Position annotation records

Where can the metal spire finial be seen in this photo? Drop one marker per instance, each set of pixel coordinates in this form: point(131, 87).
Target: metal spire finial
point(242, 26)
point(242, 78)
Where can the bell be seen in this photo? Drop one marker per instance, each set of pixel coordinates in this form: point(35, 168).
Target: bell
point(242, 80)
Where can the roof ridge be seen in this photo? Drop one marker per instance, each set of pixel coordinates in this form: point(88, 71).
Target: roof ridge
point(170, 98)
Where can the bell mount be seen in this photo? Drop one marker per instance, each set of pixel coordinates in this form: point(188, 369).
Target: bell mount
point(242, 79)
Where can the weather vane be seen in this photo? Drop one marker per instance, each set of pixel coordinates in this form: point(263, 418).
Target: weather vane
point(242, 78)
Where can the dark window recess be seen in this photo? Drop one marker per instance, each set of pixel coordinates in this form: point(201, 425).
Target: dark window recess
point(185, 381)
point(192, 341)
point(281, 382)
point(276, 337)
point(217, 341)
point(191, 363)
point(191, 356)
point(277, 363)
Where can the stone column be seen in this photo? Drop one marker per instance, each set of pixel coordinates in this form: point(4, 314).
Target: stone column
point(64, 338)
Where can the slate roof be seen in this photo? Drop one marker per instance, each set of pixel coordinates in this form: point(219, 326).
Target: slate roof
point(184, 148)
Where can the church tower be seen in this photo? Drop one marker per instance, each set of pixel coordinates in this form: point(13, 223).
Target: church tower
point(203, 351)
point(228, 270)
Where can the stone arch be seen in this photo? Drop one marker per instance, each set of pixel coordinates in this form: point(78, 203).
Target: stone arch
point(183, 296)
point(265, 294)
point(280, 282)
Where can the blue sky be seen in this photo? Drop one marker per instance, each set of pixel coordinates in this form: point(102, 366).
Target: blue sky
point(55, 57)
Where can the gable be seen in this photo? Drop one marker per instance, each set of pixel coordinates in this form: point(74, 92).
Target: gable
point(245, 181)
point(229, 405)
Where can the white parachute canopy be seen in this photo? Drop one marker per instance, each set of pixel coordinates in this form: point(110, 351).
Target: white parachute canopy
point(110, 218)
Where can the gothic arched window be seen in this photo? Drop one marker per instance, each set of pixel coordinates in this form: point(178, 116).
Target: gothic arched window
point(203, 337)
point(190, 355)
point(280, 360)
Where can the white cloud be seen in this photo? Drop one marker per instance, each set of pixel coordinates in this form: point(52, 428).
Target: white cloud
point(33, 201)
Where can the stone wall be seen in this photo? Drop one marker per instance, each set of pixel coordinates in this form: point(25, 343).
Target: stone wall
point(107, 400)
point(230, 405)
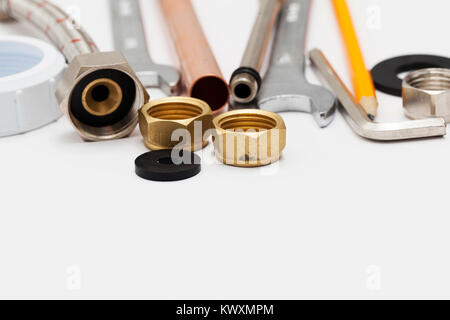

EXERCISE REQUIREMENTS: Pick out every line of the material that contains the word "dark" and copy each one.

COMPLETE RESPONSE:
Where can the dark window recess be seen in this photo? Drop one marker per instance, each set of pixel coordinates in this form: point(201, 425).
Target: dark window recess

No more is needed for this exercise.